# Start of Records to process
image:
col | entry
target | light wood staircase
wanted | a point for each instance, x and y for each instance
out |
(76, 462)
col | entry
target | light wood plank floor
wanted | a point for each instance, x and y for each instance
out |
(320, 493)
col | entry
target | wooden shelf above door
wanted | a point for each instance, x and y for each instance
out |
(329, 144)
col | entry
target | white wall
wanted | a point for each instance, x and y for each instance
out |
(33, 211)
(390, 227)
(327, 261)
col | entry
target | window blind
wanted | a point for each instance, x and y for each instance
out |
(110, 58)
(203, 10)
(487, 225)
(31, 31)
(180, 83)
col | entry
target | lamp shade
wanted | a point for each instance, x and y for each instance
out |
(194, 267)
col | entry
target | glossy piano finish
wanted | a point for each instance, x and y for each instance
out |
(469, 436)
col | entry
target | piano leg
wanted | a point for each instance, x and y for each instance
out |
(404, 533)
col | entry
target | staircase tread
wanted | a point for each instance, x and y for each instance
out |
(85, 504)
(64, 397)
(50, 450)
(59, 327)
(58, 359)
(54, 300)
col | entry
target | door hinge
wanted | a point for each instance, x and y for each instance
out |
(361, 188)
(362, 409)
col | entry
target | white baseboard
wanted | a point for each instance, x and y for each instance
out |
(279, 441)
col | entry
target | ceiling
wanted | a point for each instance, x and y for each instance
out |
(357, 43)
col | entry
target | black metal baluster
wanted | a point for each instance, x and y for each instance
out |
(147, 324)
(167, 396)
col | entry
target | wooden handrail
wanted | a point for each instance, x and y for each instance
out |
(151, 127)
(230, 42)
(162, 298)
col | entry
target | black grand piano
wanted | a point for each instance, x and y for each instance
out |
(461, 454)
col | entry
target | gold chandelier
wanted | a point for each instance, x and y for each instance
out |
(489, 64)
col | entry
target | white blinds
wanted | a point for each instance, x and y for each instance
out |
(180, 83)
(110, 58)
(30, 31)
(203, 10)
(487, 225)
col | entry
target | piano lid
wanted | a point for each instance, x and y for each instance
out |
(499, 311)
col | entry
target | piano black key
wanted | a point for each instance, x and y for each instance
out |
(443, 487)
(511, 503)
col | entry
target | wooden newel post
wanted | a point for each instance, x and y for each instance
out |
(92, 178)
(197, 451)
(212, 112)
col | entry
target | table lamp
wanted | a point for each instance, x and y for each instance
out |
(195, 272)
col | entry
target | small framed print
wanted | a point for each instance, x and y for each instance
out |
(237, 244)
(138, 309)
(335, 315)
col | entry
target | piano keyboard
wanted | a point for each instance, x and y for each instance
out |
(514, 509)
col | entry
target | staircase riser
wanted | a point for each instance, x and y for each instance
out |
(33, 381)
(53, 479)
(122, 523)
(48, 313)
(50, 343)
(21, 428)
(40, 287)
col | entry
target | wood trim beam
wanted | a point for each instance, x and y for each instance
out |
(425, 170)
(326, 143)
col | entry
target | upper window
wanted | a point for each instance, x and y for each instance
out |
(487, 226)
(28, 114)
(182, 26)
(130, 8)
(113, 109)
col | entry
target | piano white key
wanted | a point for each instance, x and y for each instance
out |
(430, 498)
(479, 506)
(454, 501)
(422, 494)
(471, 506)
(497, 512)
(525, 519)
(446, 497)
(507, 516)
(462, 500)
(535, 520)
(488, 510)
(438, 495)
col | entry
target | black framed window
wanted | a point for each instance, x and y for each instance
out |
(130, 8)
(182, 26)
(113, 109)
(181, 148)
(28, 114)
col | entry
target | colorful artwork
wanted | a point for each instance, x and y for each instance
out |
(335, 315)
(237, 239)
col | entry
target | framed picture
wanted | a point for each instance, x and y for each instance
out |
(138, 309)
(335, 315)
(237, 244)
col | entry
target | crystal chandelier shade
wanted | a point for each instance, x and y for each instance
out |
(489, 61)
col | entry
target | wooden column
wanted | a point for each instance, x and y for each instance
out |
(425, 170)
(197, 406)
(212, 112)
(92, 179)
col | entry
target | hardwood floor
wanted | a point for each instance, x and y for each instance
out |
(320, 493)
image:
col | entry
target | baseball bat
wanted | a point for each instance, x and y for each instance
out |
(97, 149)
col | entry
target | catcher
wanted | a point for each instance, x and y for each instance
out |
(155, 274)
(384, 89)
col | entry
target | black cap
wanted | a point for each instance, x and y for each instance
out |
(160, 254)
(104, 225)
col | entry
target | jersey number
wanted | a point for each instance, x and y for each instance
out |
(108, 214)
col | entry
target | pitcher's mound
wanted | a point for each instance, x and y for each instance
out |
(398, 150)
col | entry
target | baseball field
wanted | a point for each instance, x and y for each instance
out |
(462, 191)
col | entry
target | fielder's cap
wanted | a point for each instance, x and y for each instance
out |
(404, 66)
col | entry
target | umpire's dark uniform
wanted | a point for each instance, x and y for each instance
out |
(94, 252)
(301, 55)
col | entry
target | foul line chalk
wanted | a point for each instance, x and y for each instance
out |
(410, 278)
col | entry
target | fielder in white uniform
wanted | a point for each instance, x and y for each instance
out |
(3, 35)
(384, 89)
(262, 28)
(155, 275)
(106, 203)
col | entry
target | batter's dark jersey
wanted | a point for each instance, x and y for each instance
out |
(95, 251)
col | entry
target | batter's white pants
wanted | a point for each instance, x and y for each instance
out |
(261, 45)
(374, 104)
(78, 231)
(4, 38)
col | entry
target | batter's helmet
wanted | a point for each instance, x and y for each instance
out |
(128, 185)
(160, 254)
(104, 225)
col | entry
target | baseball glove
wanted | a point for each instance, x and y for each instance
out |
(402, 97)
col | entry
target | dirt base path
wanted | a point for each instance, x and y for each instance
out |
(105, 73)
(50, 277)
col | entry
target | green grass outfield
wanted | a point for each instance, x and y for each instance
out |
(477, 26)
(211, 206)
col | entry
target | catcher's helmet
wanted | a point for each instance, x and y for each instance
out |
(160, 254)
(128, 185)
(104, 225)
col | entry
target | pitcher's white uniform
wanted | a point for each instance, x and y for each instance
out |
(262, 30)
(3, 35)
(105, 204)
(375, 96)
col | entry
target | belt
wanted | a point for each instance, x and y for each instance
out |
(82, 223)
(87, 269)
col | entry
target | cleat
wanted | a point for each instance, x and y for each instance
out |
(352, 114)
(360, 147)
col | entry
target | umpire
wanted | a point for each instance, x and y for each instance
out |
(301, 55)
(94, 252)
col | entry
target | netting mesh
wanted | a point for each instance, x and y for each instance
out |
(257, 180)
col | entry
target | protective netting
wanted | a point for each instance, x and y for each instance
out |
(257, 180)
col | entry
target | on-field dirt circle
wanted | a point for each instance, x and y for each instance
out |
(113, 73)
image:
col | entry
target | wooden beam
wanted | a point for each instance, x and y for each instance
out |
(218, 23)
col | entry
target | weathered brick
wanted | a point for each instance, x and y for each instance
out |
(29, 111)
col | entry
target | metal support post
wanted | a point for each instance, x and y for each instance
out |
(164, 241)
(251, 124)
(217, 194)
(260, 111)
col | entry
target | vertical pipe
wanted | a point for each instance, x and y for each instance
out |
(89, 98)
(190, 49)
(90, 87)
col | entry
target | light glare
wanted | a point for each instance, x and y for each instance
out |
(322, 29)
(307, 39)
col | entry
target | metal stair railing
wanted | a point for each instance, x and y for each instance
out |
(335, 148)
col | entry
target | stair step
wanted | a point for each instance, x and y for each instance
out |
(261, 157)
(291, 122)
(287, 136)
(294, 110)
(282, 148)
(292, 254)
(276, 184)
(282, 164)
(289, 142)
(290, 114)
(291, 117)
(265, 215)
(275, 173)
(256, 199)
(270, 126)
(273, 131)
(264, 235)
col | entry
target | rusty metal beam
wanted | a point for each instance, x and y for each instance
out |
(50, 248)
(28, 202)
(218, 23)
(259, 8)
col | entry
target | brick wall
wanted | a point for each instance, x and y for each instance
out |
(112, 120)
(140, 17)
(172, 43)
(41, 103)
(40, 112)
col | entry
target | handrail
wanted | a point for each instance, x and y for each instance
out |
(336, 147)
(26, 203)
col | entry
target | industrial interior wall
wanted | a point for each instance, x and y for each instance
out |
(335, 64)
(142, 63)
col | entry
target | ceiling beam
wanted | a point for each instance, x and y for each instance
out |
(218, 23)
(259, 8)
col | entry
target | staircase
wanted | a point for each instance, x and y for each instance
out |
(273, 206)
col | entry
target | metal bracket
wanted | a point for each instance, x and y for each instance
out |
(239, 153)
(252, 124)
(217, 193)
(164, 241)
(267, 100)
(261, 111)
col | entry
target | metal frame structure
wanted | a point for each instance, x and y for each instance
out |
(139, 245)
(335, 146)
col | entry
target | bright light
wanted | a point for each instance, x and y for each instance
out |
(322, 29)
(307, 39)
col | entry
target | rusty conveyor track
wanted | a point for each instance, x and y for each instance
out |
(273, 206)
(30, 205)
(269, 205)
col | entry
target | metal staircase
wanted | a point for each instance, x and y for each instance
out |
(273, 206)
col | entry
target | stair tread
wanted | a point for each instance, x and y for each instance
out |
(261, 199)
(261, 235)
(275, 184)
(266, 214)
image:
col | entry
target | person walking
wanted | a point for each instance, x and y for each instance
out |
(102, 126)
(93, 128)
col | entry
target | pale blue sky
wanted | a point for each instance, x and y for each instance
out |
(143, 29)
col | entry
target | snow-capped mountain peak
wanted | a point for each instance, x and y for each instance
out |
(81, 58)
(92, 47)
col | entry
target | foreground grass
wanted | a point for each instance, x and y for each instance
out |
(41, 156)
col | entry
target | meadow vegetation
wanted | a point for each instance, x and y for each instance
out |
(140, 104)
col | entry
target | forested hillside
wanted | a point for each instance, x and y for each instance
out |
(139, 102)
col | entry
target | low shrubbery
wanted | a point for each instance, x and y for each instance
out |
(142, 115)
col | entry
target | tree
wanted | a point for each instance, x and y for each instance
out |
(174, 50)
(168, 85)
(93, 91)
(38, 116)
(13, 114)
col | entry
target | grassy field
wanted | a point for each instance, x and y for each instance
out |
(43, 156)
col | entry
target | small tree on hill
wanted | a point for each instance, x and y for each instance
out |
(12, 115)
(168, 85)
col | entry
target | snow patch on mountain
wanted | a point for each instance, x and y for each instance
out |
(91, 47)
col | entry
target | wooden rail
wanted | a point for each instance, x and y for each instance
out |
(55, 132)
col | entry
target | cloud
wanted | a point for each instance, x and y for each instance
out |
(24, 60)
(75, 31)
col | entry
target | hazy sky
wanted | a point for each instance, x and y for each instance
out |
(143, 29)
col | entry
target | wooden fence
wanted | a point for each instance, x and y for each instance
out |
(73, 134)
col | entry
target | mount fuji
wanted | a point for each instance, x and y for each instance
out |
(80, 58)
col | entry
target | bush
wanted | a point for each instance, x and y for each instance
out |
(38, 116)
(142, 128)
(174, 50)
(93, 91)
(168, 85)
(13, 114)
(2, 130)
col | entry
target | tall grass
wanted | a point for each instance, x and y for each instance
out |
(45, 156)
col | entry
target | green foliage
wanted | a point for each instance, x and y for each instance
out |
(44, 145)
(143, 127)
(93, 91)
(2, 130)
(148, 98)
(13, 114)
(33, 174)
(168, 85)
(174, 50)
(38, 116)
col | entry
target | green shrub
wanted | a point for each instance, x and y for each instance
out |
# End of Records to process
* **What is required**
Show each line in the entries above that contains the string "handrail", treating uppercase and lowercase as different.

* **Complete output**
target | wooden handrail
target | handrail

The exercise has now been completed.